**Short exercise:** Rewrite the lines below that begin at the line containing "Mark one point on each instance of the speedo" and stop after the line containing "[(211, 146), (659, 428)]", replacing "speedo logo" with "brand logo" and leaving everything else unchanged.

**Provided information:**

==========

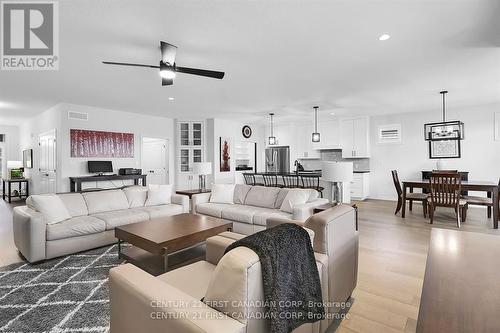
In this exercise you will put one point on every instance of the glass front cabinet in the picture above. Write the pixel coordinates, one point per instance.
(191, 144)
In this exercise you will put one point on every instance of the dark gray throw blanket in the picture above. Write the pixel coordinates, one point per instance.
(292, 289)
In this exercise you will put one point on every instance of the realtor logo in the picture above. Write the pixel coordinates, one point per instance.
(30, 35)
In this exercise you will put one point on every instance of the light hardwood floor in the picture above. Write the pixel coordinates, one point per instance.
(392, 256)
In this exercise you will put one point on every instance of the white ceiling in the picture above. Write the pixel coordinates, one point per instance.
(281, 56)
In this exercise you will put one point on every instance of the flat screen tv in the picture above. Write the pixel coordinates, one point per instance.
(100, 167)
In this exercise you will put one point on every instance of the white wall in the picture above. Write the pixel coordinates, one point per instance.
(12, 150)
(99, 119)
(480, 152)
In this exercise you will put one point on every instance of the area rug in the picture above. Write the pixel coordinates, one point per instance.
(68, 294)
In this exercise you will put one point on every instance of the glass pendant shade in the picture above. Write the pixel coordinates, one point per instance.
(272, 138)
(316, 136)
(444, 130)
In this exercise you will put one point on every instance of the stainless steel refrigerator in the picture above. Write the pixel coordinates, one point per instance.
(278, 159)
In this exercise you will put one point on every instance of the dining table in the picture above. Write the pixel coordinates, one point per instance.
(491, 189)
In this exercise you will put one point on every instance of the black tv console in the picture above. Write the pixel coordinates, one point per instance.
(76, 182)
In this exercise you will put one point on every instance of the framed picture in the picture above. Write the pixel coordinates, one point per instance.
(444, 149)
(225, 154)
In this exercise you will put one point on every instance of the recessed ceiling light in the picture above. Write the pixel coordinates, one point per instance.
(384, 37)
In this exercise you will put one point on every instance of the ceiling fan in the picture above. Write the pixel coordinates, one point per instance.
(168, 68)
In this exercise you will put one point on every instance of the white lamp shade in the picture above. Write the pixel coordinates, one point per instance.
(341, 172)
(14, 164)
(202, 168)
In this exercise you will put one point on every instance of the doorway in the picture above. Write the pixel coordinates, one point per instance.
(154, 160)
(47, 161)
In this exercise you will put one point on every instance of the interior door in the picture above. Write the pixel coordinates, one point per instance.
(47, 161)
(155, 160)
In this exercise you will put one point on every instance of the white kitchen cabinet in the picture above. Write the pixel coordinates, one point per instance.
(360, 186)
(329, 135)
(355, 137)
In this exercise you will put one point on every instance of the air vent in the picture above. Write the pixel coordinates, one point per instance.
(78, 115)
(389, 134)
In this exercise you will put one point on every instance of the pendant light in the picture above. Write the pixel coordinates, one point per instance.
(316, 136)
(444, 130)
(272, 138)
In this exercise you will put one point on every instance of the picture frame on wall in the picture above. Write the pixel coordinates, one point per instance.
(224, 154)
(444, 149)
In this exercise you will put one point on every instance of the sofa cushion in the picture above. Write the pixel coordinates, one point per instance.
(105, 201)
(260, 217)
(211, 209)
(162, 210)
(50, 206)
(75, 204)
(121, 217)
(239, 213)
(159, 195)
(136, 195)
(293, 198)
(261, 196)
(75, 226)
(281, 196)
(222, 193)
(240, 193)
(188, 279)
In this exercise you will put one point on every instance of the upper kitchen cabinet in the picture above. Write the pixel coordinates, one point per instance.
(355, 137)
(329, 135)
(190, 133)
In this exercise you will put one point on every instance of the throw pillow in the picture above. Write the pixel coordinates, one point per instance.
(50, 206)
(159, 195)
(293, 198)
(222, 193)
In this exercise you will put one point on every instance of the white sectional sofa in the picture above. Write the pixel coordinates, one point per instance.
(88, 221)
(251, 206)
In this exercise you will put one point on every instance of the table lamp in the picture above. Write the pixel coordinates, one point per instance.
(337, 173)
(202, 169)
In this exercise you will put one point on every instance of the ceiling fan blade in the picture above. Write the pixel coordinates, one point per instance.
(166, 82)
(128, 64)
(168, 52)
(200, 72)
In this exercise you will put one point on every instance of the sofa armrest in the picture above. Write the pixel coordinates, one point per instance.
(29, 228)
(302, 212)
(183, 200)
(141, 302)
(199, 199)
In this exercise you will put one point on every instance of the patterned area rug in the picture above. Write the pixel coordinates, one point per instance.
(68, 294)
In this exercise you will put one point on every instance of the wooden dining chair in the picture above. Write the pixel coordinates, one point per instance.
(312, 182)
(410, 197)
(290, 181)
(250, 179)
(271, 180)
(445, 190)
(482, 201)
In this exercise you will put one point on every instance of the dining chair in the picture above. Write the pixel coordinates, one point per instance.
(410, 197)
(445, 190)
(271, 180)
(312, 182)
(481, 201)
(250, 179)
(290, 181)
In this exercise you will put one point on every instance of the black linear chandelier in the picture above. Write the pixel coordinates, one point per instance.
(444, 130)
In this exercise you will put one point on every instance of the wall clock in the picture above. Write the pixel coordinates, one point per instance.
(247, 131)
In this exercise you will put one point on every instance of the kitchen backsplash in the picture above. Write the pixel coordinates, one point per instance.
(360, 164)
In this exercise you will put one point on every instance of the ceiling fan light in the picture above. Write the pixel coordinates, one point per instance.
(167, 74)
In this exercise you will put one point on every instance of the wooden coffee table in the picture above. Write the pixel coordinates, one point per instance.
(155, 240)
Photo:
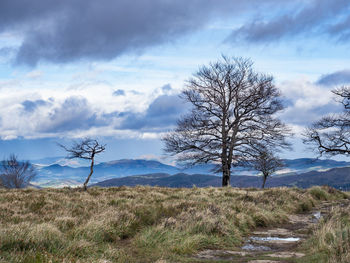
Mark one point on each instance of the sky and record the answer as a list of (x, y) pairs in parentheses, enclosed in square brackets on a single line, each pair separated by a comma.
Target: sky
[(114, 69)]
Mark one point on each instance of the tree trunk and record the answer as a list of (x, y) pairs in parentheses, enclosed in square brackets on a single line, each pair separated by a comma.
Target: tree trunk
[(264, 181), (91, 171), (226, 177)]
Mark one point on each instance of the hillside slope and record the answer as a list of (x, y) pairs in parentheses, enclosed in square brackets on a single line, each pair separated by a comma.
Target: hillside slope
[(336, 177)]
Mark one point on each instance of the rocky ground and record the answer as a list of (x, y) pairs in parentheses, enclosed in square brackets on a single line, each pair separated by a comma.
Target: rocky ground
[(274, 245)]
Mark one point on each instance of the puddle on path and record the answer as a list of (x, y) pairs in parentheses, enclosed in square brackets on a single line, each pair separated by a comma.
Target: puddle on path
[(251, 247), (282, 239)]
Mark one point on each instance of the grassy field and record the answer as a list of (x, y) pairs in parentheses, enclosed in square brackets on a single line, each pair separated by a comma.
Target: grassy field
[(149, 224)]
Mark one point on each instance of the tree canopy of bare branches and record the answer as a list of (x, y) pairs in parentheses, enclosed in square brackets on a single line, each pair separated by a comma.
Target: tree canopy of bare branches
[(233, 108), (16, 174), (85, 149), (331, 134)]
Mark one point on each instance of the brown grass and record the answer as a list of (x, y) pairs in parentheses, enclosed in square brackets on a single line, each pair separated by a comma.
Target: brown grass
[(141, 224)]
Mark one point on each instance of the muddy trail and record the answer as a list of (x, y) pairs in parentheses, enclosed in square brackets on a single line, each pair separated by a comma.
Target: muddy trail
[(274, 245)]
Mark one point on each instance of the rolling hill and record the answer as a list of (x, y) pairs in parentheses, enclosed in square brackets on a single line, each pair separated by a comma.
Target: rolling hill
[(336, 177), (59, 175)]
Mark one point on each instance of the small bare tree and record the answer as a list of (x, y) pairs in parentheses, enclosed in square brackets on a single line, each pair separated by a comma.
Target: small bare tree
[(233, 109), (265, 161), (16, 174), (331, 134), (85, 149)]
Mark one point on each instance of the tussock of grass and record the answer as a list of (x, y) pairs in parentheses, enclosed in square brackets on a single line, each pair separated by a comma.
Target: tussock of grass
[(331, 239), (141, 224)]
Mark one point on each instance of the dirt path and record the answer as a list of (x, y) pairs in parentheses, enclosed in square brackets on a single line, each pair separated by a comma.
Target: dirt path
[(273, 245)]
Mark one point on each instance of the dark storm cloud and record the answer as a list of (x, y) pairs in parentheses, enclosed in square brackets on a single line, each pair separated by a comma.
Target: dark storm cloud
[(64, 31), (316, 17), (162, 113), (336, 78)]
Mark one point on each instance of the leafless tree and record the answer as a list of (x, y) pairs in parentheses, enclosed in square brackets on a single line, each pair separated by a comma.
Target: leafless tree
[(233, 108), (85, 149), (16, 174), (331, 134), (265, 161)]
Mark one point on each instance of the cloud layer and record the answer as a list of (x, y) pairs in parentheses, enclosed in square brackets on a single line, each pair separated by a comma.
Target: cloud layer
[(65, 31), (335, 78), (307, 18), (79, 113)]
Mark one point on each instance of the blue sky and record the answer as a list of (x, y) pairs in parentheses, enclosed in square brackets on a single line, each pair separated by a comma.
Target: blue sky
[(114, 69)]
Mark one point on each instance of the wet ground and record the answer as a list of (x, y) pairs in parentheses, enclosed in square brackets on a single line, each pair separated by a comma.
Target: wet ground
[(272, 245)]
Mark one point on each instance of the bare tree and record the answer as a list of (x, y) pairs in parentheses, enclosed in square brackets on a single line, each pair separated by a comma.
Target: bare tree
[(233, 108), (331, 134), (264, 161), (85, 149), (16, 174)]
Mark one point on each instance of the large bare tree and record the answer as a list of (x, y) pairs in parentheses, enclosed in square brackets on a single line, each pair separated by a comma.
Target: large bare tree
[(85, 149), (233, 108), (16, 174), (331, 134)]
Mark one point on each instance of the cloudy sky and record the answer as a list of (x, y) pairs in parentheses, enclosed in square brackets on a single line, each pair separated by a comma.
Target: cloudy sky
[(113, 69)]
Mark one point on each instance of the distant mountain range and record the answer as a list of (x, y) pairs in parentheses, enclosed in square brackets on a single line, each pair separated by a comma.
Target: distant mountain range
[(336, 177), (60, 172)]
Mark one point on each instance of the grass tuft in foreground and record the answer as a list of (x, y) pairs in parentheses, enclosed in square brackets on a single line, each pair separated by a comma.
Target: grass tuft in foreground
[(141, 224)]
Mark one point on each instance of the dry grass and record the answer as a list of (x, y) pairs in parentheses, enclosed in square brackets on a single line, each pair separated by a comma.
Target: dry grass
[(141, 224), (330, 242)]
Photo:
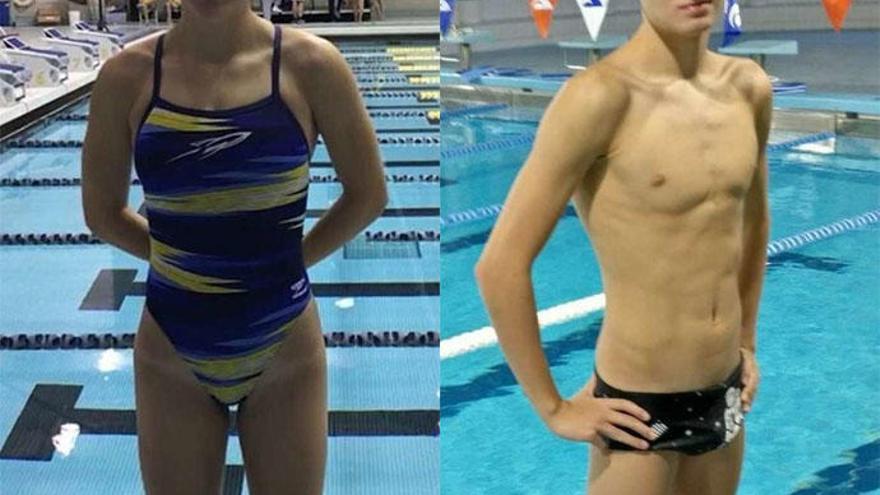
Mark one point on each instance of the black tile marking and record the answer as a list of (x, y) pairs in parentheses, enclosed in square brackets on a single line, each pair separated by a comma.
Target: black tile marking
[(800, 260), (109, 289), (233, 480), (51, 405), (389, 289), (861, 474)]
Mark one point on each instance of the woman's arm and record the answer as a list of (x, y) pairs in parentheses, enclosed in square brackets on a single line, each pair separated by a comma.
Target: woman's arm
[(341, 118), (575, 131), (756, 232), (106, 158)]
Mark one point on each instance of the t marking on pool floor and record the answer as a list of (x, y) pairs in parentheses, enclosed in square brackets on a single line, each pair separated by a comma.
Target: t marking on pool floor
[(51, 405)]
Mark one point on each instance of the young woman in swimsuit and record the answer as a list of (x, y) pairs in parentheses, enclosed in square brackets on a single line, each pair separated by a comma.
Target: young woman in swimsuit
[(661, 148), (221, 116)]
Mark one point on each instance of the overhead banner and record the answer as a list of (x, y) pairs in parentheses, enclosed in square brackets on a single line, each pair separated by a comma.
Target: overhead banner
[(732, 22), (594, 13), (542, 13), (447, 10), (836, 11)]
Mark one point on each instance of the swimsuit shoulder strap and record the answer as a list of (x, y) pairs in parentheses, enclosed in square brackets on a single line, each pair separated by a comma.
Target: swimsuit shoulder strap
[(276, 61), (157, 66)]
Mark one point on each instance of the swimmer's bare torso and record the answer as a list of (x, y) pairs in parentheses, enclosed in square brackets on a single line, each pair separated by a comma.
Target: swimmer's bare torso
[(663, 160), (664, 208)]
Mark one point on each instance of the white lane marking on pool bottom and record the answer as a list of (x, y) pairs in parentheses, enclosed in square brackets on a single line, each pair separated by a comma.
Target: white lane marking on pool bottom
[(483, 337), (555, 315)]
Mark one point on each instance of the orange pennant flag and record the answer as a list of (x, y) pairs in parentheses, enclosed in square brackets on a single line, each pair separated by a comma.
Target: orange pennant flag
[(836, 11), (542, 13)]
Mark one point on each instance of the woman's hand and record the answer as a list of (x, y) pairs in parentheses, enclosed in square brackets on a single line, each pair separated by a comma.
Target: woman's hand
[(586, 418), (750, 379)]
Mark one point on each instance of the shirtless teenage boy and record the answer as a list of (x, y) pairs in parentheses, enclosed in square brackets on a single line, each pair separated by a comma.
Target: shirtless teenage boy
[(661, 147)]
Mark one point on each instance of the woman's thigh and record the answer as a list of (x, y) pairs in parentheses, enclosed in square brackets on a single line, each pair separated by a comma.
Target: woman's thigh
[(181, 430), (282, 424)]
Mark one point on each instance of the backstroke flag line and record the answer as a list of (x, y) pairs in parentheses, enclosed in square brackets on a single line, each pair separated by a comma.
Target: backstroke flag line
[(732, 22), (594, 13), (836, 11), (447, 10), (542, 13)]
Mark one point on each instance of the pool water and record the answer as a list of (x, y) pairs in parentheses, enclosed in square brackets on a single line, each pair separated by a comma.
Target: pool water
[(814, 428)]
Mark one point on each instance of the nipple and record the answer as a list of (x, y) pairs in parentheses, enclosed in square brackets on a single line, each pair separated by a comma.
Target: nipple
[(658, 180)]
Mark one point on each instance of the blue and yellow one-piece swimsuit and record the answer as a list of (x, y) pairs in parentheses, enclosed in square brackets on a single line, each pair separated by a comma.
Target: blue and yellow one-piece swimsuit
[(225, 194)]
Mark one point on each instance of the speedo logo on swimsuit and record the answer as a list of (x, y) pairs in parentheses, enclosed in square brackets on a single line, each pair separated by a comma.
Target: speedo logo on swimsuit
[(211, 146), (659, 428)]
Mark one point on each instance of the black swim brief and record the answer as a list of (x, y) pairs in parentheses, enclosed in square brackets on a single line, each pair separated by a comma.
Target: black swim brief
[(691, 422)]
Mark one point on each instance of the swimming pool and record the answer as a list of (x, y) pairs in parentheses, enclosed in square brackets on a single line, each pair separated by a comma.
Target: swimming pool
[(814, 428), (378, 300)]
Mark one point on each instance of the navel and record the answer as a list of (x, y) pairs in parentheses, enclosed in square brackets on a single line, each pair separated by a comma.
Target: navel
[(658, 180)]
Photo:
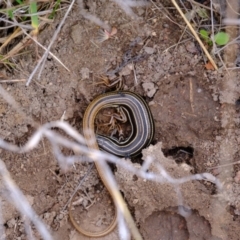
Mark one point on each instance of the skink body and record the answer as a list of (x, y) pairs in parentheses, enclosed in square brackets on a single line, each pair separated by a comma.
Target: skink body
[(143, 131)]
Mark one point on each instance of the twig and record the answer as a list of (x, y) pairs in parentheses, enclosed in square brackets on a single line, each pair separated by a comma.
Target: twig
[(43, 58), (195, 34)]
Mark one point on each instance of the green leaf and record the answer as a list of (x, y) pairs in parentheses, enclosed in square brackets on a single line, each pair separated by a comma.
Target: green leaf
[(221, 38), (56, 6), (204, 34)]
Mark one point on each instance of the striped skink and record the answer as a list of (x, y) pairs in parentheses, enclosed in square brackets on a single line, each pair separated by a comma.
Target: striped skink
[(143, 131)]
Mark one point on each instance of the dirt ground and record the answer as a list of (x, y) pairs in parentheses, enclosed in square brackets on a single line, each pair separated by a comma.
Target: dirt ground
[(196, 114)]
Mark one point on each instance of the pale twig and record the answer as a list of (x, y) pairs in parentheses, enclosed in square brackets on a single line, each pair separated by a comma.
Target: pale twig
[(92, 18), (174, 45), (195, 34), (13, 80), (21, 203), (228, 44), (14, 24), (43, 58)]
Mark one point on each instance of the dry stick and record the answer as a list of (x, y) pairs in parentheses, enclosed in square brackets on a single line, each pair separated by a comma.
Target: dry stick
[(43, 59), (200, 5), (195, 34), (13, 80), (174, 45)]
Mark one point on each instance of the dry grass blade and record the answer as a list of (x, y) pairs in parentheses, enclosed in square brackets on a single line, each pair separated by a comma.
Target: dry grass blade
[(195, 34)]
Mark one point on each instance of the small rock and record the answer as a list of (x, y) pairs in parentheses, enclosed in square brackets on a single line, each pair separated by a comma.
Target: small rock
[(76, 34), (149, 89), (126, 70), (149, 50)]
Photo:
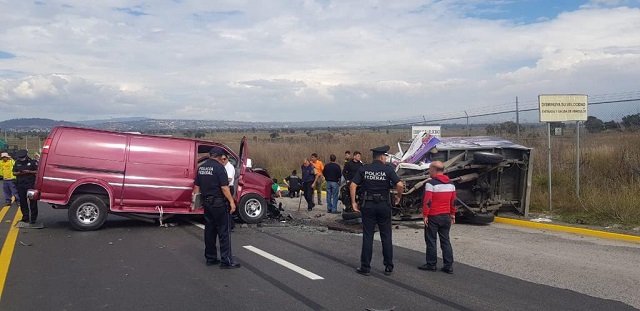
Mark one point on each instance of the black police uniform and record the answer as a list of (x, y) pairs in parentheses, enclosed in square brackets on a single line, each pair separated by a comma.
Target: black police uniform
[(29, 208), (376, 179), (210, 178), (308, 176)]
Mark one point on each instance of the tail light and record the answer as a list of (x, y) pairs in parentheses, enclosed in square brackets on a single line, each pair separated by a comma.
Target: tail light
[(45, 147)]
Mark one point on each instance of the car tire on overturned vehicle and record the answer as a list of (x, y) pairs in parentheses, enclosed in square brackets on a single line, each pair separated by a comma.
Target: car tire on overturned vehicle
[(252, 208), (88, 212)]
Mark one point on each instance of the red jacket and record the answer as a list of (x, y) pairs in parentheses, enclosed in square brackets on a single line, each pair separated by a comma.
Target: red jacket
[(439, 195)]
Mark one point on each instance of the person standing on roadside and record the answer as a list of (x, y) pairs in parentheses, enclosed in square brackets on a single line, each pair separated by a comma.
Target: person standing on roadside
[(309, 178), (439, 213), (376, 180), (352, 167), (294, 184), (319, 168), (25, 170), (332, 174), (213, 185), (8, 179), (347, 158), (231, 175)]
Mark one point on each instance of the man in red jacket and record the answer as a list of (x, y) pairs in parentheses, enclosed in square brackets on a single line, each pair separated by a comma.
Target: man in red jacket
[(439, 213)]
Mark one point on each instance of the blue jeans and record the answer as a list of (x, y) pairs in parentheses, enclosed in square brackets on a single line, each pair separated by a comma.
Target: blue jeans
[(439, 227), (9, 189), (332, 196)]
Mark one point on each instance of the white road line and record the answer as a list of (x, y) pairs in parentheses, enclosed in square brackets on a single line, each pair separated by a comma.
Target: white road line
[(284, 263), (273, 258), (197, 224)]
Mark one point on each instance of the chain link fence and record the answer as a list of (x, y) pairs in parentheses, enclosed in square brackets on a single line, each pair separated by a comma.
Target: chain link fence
[(608, 171)]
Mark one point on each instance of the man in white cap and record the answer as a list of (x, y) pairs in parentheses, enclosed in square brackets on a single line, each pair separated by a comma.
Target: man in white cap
[(8, 179)]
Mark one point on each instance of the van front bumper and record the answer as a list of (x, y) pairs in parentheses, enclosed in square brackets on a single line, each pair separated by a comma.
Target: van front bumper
[(33, 194)]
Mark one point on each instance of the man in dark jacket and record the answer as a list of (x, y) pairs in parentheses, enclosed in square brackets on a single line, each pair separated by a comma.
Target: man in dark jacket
[(309, 178), (332, 175), (25, 170), (294, 184), (439, 212), (352, 166)]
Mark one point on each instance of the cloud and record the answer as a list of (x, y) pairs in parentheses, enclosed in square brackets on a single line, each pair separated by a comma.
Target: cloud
[(310, 60)]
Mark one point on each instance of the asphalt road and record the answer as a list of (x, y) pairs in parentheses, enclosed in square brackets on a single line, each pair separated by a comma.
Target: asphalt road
[(132, 265)]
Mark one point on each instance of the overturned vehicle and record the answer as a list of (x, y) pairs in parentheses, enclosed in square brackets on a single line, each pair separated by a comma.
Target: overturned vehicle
[(490, 175)]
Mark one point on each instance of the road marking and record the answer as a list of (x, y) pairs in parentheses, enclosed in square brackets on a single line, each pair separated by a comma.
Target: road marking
[(574, 230), (275, 259), (197, 224), (7, 248), (284, 263)]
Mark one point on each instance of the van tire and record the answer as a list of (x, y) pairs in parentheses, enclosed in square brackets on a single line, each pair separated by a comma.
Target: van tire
[(87, 212), (252, 208)]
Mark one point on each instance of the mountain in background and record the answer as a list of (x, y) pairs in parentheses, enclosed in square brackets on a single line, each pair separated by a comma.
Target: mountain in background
[(145, 125), (95, 122), (33, 124)]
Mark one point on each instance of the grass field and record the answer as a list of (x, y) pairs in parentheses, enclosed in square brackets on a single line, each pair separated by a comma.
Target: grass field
[(609, 169)]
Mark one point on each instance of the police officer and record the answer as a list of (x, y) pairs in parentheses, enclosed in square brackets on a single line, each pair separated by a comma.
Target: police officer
[(212, 184), (376, 179), (25, 170)]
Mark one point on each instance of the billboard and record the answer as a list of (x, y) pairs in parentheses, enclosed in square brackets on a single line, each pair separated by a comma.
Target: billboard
[(560, 108), (431, 130)]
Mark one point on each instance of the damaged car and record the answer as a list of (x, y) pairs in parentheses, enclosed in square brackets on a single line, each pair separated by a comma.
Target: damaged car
[(490, 175)]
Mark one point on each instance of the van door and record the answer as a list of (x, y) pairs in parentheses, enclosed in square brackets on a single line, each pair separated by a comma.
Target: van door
[(241, 167), (159, 172)]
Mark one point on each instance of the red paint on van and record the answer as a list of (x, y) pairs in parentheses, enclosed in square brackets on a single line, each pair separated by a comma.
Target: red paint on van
[(95, 172)]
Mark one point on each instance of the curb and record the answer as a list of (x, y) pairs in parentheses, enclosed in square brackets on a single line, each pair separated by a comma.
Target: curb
[(574, 230)]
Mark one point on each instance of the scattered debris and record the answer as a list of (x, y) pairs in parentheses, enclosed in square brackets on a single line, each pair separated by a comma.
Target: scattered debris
[(540, 219)]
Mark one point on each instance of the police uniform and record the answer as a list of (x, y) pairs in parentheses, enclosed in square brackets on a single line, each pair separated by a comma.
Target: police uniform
[(376, 179), (211, 177), (29, 208)]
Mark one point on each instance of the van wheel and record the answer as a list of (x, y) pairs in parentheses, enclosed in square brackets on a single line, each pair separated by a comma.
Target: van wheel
[(87, 212), (252, 208)]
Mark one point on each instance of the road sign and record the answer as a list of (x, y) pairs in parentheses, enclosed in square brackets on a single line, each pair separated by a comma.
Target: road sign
[(560, 108)]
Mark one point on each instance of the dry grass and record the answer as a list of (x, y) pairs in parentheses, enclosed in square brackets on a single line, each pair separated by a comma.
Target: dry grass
[(609, 170)]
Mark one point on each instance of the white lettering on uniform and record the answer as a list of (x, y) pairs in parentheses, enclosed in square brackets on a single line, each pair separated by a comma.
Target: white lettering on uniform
[(207, 170), (375, 175)]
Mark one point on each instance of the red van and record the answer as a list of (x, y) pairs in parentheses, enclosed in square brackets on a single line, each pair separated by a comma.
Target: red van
[(94, 172)]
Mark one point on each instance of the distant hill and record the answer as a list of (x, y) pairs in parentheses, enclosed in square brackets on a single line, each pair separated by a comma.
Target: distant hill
[(96, 122), (33, 124), (163, 125)]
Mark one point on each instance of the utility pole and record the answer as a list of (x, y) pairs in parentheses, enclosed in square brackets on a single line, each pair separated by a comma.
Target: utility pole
[(517, 121)]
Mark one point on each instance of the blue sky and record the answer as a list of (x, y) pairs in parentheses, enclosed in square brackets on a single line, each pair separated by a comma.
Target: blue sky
[(524, 11), (307, 60)]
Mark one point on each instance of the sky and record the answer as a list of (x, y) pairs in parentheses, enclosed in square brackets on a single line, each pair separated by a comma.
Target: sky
[(301, 60)]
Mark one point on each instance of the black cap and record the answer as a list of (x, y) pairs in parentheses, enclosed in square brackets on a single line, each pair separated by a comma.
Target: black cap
[(21, 153), (217, 151), (380, 150)]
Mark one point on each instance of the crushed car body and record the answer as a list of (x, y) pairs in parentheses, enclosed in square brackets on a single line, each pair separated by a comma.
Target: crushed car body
[(490, 174)]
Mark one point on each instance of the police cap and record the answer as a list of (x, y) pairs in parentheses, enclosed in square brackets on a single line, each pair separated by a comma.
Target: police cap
[(380, 150), (21, 153), (217, 151)]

==========

**Answer to the task:**
Mark one point on each instance of the brand logo on swimsuit and record the answer as a list of (x, y) pairs in parentheses, enclosed in square brackets on a single line, each pair separated by a comma.
Target: brand logo on swimsuit
[(211, 146), (659, 428)]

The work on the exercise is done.